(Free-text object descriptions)
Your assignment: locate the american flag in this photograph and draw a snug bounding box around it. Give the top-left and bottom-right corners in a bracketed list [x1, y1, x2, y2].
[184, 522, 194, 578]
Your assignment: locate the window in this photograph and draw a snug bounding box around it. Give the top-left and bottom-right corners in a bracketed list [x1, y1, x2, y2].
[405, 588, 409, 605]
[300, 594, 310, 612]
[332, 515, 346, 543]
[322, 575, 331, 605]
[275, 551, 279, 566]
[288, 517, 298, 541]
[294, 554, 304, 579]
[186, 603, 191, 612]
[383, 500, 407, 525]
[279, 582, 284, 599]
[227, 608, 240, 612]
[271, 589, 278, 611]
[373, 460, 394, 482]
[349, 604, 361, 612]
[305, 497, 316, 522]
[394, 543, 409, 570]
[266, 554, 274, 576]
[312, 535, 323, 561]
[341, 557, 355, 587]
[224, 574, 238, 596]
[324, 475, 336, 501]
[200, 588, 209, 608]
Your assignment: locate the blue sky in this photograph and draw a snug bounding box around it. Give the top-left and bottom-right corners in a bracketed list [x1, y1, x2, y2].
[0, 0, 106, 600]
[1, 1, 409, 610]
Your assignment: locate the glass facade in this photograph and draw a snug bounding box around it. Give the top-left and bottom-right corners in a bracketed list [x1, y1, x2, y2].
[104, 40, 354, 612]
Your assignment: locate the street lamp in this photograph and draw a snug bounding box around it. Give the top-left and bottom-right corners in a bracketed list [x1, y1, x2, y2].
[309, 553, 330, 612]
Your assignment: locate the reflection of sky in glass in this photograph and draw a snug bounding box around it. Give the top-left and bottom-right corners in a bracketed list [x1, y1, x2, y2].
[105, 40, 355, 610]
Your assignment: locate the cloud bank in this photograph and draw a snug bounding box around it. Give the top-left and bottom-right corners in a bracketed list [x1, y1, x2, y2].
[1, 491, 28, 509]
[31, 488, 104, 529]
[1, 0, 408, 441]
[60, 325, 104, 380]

■ WHAT YOU SHOULD DO:
Starting at the line with "Your assignment: locate the street", copy each line through the end of the data, both ends included, and give nothing else.

■ EXERCISE RESULT:
Your assignment: locate the street lamp in this photograph and draw a snug bounding box around it. Give the top-left and bottom-right corners in a bracketed list [x1, y1, x2, y2].
[309, 553, 330, 612]
Your assignment: locate the reflection of sky in glass in this photograph and draw a snug bounding box around it. Give the top-left and bottom-right corners in a bracketed list [x1, y1, x2, y2].
[105, 40, 355, 610]
Your assignment: locate the cloud bank in this photograph and draw a snug bounding box around it. Give the top-left and bottom-right corners in a bracketed list [x1, y1, x2, y2].
[1, 491, 28, 509]
[31, 488, 104, 529]
[1, 0, 408, 441]
[60, 325, 104, 380]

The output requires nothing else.